Natural-language object grounding data:
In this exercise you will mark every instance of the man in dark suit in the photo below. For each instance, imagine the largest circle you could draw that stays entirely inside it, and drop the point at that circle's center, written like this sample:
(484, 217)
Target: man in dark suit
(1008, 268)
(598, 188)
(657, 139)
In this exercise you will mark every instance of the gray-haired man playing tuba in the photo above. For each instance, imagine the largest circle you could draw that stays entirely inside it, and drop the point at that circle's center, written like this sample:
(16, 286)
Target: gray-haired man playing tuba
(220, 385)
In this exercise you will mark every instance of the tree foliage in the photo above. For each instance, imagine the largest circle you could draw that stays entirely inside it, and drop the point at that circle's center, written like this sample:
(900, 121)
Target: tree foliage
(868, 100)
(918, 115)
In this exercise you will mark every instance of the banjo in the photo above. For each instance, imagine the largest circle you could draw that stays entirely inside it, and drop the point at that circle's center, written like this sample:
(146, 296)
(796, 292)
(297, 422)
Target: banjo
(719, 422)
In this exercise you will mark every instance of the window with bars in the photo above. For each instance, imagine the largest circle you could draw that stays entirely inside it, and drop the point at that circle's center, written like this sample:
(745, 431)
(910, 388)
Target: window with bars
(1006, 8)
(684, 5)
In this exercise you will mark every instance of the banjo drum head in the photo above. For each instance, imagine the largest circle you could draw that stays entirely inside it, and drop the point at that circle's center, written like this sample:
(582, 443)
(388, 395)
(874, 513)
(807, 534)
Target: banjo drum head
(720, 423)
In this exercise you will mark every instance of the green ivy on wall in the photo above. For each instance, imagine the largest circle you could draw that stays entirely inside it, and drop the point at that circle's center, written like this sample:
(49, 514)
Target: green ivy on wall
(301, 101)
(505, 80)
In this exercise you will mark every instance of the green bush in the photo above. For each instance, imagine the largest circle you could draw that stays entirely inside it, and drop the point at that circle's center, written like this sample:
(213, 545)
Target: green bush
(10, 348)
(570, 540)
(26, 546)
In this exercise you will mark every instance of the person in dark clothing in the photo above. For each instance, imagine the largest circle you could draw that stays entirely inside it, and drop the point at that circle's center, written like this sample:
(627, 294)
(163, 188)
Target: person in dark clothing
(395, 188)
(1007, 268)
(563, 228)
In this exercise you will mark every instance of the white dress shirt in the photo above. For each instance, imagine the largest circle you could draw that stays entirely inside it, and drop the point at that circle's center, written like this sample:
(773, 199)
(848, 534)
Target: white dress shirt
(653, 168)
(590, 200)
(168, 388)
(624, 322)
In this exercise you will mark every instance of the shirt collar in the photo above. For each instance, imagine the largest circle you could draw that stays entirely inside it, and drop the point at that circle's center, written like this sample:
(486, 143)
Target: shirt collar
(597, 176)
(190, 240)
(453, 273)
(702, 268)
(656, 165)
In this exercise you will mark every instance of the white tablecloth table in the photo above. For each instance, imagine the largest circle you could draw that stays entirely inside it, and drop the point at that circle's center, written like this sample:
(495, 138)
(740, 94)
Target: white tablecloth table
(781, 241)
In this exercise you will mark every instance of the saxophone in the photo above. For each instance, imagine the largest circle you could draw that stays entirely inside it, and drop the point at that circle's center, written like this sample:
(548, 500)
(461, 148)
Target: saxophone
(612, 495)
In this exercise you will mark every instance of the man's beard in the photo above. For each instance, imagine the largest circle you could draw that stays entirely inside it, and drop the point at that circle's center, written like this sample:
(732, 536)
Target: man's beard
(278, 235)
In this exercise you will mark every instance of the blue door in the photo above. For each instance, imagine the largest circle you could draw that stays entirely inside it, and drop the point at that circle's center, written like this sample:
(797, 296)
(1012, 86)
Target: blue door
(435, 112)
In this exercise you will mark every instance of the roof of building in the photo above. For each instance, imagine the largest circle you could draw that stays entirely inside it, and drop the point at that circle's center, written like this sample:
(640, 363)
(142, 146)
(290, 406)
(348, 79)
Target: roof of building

**Your task:** Repeat every record above exactly as it appears.

**Reply:**
In this exercise you will mark every instance of the man in dark suit in the photo below. For each instance, imagine the largest circle you could draw that stays entirely inside it, and drop the point at that circle's center, written like this sample:
(484, 217)
Target: man in dark suit
(1008, 268)
(598, 188)
(657, 139)
In this exercise you will mark every instance of the gray-haired man playing tuba in the photo above. For each instance, imagine the largest circle you could draw that stays entirely inside it, and drop the point at that circle's center, written like this sample:
(16, 286)
Target: gray-haired man playing tuba
(220, 385)
In this exercise you will mark every instance of the tree foliage in the photo above. For each instance, imagine the largest circle you could draw that stays entirely inside it, and drop the point at that circle's center, written like this sample:
(900, 121)
Target: tree foliage
(868, 100)
(918, 115)
In this exercise you will mark every instance of the banjo in the photo above. For each instance, imagine the largest circle you could draw that stays entirely inside it, and drop the point at that circle's center, written like this sample:
(146, 296)
(796, 292)
(297, 422)
Target: banjo
(719, 422)
In this exercise you will mark every instance of the window with bars in the photo above. For each instance, imagine the largest circle you could draw that stays entirely inside it, and drop the point at that circle's center, written like this sample:
(745, 431)
(910, 388)
Target: window with bars
(1006, 8)
(684, 5)
In this exercise you will mark every instance of the banjo drum head in the photo above. For each instance, imagine the largest circle you could draw that stays entirely inside it, and drop the point at that circle's center, written like this sample:
(582, 443)
(388, 395)
(874, 513)
(807, 534)
Target: banjo drum head
(720, 423)
In this exercise you will mark every instance of the green ivy on wall in the photo above. For each instance, imagine the largest circle you could draw that stays entirely inside it, and drop the point at that circle's center, written like this sample:
(49, 514)
Target: green ivy on wall
(301, 101)
(505, 80)
In this exercise you will mark every instance of the green bush in the photo above. For each instance, imagine the largest circle you could draw that stays entirely inside it, and drop the point at that circle's center, written like this sample:
(213, 545)
Target: green bush
(10, 348)
(570, 540)
(26, 546)
In this exercise you will mark every instance of the person in dark clothing in the photo above. For each instance, imagine the largest circle you could draw that stays entirely inside it, and drop the point at that circle's center, written like this sample:
(627, 294)
(163, 188)
Target: person in dark clothing
(395, 188)
(1007, 268)
(563, 228)
In this exercise you will mark every instance of the white dress shirt in the photo above. For each instance, imagine the largest circle you could draw that stays entirely inside it, and drop the point at that circle's center, written like this sample:
(773, 199)
(848, 534)
Target: white dress shirt
(653, 168)
(590, 200)
(168, 388)
(624, 322)
In this exercise you will mark every instance of the shirt collar in the photo above. For each instance, imagine the largest circle you could draw that stays entirely inside it, and drop the point at that circle's center, written like this sample:
(486, 143)
Target: shirt collar
(597, 176)
(190, 240)
(453, 273)
(702, 268)
(656, 165)
In this exercise you will mark every instance of the white tablecloth table in the photo above. For each instance, imagine the largest circle you could draw that stays entirely inside it, and drop the point at that circle's center, written like this sample:
(495, 138)
(740, 94)
Target: white tablecloth table
(781, 241)
In this exercise you will mark every instance of the saxophone in the photo above. For each instance, imagine the largest circle you could draw that stays entirely inside it, and drop the point at that circle's center, written like this sample:
(548, 500)
(461, 148)
Target: saxophone
(612, 495)
In this exercise you will mark every instance of the man's beard in the photo above. For each instance, imagine the largest circle you could draw that stays entirely inside it, and drop the point at that circle's center, written like this sample:
(732, 536)
Target: man's beard
(278, 235)
In this exercise you will mark every instance of the blue door in the photo above. For each instance, imagine the largest circle you could draw that stays entirely inside it, and drop the point at that circle's center, written like this sample:
(797, 296)
(1012, 86)
Target: blue door
(435, 112)
In this exercise you will mark every instance of the roof of building in the photo above. For each instance, imagine the largest circle you could draw that stays entirely inside it, and drop the point at that circle's center, written like this sample:
(640, 363)
(142, 146)
(290, 406)
(348, 79)
Target: roof of building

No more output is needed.